Given records:
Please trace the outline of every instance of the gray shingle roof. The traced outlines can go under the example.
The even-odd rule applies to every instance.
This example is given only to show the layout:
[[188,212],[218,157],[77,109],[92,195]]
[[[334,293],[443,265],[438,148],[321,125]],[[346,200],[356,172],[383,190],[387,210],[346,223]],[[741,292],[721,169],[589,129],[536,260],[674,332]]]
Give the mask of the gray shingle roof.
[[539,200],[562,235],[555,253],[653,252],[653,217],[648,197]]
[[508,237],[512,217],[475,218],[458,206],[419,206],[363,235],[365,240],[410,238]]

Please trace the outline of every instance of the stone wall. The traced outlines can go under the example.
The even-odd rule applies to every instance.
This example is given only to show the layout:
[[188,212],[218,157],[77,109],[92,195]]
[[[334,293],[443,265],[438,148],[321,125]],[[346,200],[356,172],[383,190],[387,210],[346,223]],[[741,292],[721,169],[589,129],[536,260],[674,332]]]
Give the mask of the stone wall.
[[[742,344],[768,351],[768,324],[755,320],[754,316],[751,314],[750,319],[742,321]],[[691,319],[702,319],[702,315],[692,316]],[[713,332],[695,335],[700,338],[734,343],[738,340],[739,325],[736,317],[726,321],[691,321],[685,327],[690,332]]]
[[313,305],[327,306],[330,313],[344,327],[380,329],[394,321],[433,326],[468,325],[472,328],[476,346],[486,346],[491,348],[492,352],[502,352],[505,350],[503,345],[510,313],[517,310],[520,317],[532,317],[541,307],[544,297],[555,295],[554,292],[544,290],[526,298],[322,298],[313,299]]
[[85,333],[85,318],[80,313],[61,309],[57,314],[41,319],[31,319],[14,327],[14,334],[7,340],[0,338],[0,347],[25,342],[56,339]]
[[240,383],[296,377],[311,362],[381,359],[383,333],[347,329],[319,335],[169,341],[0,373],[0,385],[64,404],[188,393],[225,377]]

Exercise aim: Across the listing above, find all lines where the word "under" is present and copy them.

Answer to this problem:
Please trace the outline of every instance of the gray shingle roof. The traced outlines can go under the example.
Please trace the outline of every instance of the stone wall. The traced outlines can go under the example.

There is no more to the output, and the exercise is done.